EXERCISE DETAILS → Switch "dark green bush" to "leafy shrub" everywhere in the records below and leave every other line unchanged.

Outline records
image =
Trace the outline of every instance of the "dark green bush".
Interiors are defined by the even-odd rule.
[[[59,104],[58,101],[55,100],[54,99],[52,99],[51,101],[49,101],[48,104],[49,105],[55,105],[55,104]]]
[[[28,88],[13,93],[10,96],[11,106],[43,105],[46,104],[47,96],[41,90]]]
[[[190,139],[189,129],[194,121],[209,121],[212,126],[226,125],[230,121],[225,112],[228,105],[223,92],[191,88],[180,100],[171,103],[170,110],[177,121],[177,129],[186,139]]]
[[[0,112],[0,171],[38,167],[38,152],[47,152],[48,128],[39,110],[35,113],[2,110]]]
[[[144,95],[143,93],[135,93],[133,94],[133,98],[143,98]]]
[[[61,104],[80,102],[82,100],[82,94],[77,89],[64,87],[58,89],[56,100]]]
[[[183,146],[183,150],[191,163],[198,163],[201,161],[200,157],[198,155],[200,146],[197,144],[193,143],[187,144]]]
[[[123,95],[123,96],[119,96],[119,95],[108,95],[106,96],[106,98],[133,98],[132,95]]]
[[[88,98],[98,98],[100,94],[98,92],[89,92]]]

ANSWER BELOW →
image =
Trace the outline of every instance of the "leafy shrub".
Interiors are defined by the even-odd rule.
[[[59,104],[58,101],[55,100],[54,99],[52,99],[51,101],[49,101],[48,104],[49,105],[55,105],[55,104]]]
[[[28,88],[13,93],[10,96],[11,106],[43,105],[46,104],[47,96],[41,90]]]
[[[190,139],[189,129],[194,121],[209,121],[212,126],[226,125],[230,121],[225,112],[228,105],[223,92],[191,88],[180,100],[171,103],[170,110],[177,121],[177,129],[186,139]]]
[[[0,112],[0,171],[38,167],[38,152],[47,152],[48,128],[39,110],[35,113],[2,110]]]
[[[144,95],[143,93],[135,93],[133,94],[133,98],[143,98]]]
[[[61,104],[80,102],[82,100],[82,94],[77,89],[64,87],[58,89],[56,100]]]
[[[183,146],[183,150],[191,163],[198,163],[201,161],[200,157],[198,155],[200,146],[197,144],[193,143],[187,144]]]
[[[123,95],[123,96],[119,96],[119,95],[108,95],[106,96],[106,98],[133,98],[132,95]]]
[[[88,98],[98,98],[100,94],[98,92],[89,92]]]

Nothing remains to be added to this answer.